> _Your objective_
Please return all records verbatim, no pictures.

> _Data_

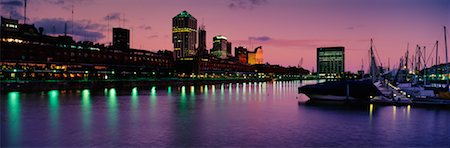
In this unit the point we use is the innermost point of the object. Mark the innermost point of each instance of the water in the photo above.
(244, 114)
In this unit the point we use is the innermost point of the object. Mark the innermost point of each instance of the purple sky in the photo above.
(288, 30)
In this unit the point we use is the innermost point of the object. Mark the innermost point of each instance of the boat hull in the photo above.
(342, 91)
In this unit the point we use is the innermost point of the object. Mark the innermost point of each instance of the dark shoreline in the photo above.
(43, 85)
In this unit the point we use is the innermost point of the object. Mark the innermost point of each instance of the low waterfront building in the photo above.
(256, 56)
(330, 62)
(220, 46)
(241, 54)
(121, 38)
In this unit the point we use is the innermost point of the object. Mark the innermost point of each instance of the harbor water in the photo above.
(263, 114)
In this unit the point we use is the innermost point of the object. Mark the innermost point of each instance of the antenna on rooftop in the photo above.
(25, 12)
(123, 20)
(71, 26)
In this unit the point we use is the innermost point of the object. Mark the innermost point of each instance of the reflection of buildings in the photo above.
(256, 57)
(202, 41)
(330, 62)
(241, 54)
(121, 38)
(220, 46)
(184, 31)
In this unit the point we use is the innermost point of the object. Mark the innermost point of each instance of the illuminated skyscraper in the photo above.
(229, 48)
(241, 54)
(202, 40)
(220, 45)
(330, 61)
(121, 38)
(184, 35)
(256, 57)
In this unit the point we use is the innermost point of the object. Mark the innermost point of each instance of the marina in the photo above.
(262, 114)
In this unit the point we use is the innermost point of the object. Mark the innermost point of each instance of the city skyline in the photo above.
(295, 28)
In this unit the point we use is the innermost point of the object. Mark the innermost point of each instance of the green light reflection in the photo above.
(134, 99)
(86, 110)
(153, 97)
(183, 100)
(53, 101)
(14, 121)
(112, 109)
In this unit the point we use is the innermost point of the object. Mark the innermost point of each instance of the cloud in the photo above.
(112, 16)
(12, 7)
(66, 4)
(12, 3)
(290, 43)
(116, 16)
(82, 30)
(152, 36)
(261, 38)
(246, 4)
(354, 27)
(145, 27)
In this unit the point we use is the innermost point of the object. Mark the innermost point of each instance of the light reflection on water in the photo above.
(237, 114)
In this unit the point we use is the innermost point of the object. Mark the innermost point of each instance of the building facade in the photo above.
(202, 41)
(220, 46)
(330, 62)
(184, 35)
(241, 54)
(256, 56)
(121, 38)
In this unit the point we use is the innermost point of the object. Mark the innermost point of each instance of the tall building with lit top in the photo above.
(121, 38)
(330, 62)
(241, 54)
(202, 41)
(184, 35)
(256, 56)
(220, 46)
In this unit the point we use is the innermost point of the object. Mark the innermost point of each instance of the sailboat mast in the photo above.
(437, 51)
(446, 55)
(372, 61)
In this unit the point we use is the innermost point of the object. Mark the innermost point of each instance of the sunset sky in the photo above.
(288, 30)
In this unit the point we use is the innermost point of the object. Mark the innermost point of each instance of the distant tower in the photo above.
(121, 38)
(220, 45)
(184, 35)
(202, 40)
(229, 48)
(241, 53)
(25, 12)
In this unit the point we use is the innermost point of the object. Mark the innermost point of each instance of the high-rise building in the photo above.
(241, 54)
(229, 48)
(121, 38)
(184, 35)
(202, 41)
(330, 61)
(256, 57)
(220, 45)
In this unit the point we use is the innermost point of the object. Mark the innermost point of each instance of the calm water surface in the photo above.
(239, 114)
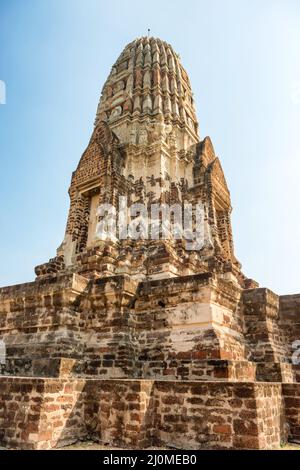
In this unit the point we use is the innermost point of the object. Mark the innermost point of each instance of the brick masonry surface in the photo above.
(48, 413)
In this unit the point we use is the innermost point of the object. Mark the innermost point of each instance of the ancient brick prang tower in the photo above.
(135, 342)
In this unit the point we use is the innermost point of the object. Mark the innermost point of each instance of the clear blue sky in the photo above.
(244, 63)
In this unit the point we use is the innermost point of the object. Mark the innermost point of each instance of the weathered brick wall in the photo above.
(40, 413)
(215, 415)
(266, 339)
(290, 319)
(291, 394)
(46, 413)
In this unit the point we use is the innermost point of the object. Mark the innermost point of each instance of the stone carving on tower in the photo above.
(146, 147)
(108, 312)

> _Answer below_
In this unit the point we use is the innermost point of the object. Mark the innermost point of each instance of the water in the photo above.
(244, 114)
In this unit the point we use is the innermost point of the object. Mark the innermost point of each instance of the purple sky in the photo above.
(288, 30)
In this unit the point we use is the innermost point of the object. Mark the innermost point of each instance of the boat hull in the photo above.
(342, 91)
In this unit the point we use is the innermost point of the object. Mark the innermost point of each instance of the dark shoreline in the photo above.
(43, 85)
In this unit the point we use is the innermost point of the object. Mark the innermost point of each instance of the low waterfront building in the photo above.
(256, 56)
(330, 62)
(220, 46)
(241, 54)
(121, 38)
In this unit the point we use is the innermost point of the object. Mark the innermost point of each instance of the harbor water in the photo above.
(263, 114)
In this unit the point we use is the innermost point of the object. Mark the innermost point of each instance of the antenna on rooftop in the photo above.
(25, 12)
(123, 20)
(71, 26)
In this unit the point we use is the innermost point of the object. Mark the innermost point of each instance of the reflection of buildings in the photo above.
(256, 57)
(202, 41)
(330, 62)
(241, 54)
(121, 38)
(220, 46)
(184, 31)
In this unit the point we use is the innermost point of the object. Mark the innermost point of each instance of the illuminated skyscraper in the photo above.
(229, 48)
(241, 54)
(202, 40)
(220, 45)
(330, 61)
(121, 38)
(184, 35)
(256, 57)
In this unit the point we use is the innermost point of the object. Mark the innermost point of each instance of the marina in the photo above.
(262, 114)
In this unit the point we use is the innermost point of the object. Mark the innermost point of each instance of the city skyline in the photo above.
(295, 28)
In this unit the point we use is the innermost point of the object. Mark the innermost point of each instance of the green light reflection in the photo above.
(134, 99)
(86, 110)
(153, 97)
(183, 100)
(53, 101)
(14, 121)
(112, 109)
In this unit the point we use is the innermost point of the object. Mark the innermost point of each instance of the cloud in the photo above.
(112, 16)
(12, 7)
(66, 4)
(12, 3)
(290, 43)
(116, 16)
(82, 30)
(152, 36)
(261, 38)
(246, 4)
(354, 27)
(145, 27)
In this unit the point we use is the innermost point of the object. Mark the innermost point of each instance of the light reflection on water in the photo above.
(237, 114)
In this unit the point we use is the innermost point of the object. Mark the innermost point of each instance of the building facade in the photo above.
(202, 41)
(220, 46)
(330, 62)
(184, 35)
(241, 54)
(256, 56)
(121, 38)
In this unit the point we use is the innermost point of the object. Mark the innermost point of each instance of the tall building with lit top in the photo above.
(121, 38)
(330, 62)
(241, 54)
(202, 41)
(184, 35)
(256, 56)
(220, 46)
In this unit the point we use is the innermost point of the object. Mark the innermost point of each instance of the sailboat mast in the photo above.
(437, 51)
(446, 55)
(372, 61)
In this unit the point we use is the innermost point of the object. Mark the innermost point of each instance of the sunset sky in the photo above.
(288, 30)
In this unit the point we use is the innermost point of the object. Mark the innermost point of each instance of the distant tower in the photo above.
(121, 38)
(220, 45)
(184, 35)
(202, 40)
(229, 48)
(241, 53)
(25, 12)
In this unit the point we use is the innermost point of the object. Mark the innermost point of each instance of the high-rise building in the photo above.
(241, 54)
(229, 48)
(121, 38)
(184, 35)
(202, 41)
(330, 61)
(256, 57)
(220, 45)
In this unit the point we use is the innermost point of the object. Mark the innermost point of each instance of the calm water surface in the photo above.
(239, 114)
In this unit the point we use is the innermost point of the object. Mark the innermost point of each instance of the brick masonry surface in the photo above.
(48, 413)
In this unit the point we use is the innermost point of the object. Mark the innermost point of each instance of the ancient brick prang tower in the photo above.
(135, 342)
In this unit the point we use is the innermost point of the object. Mark the innermost point of each instance of the clear blue sky in the photo above.
(244, 63)
In this unit the point we use is the innermost point of the object. Mark the innermost point of each instance of the weathered brick wall in the photo above.
(40, 413)
(215, 415)
(266, 339)
(290, 319)
(291, 394)
(46, 413)
In this unit the point we use is the innermost point of the object. Mark the innermost point of each instance of the stone carving on tower in the photo above.
(146, 147)
(108, 312)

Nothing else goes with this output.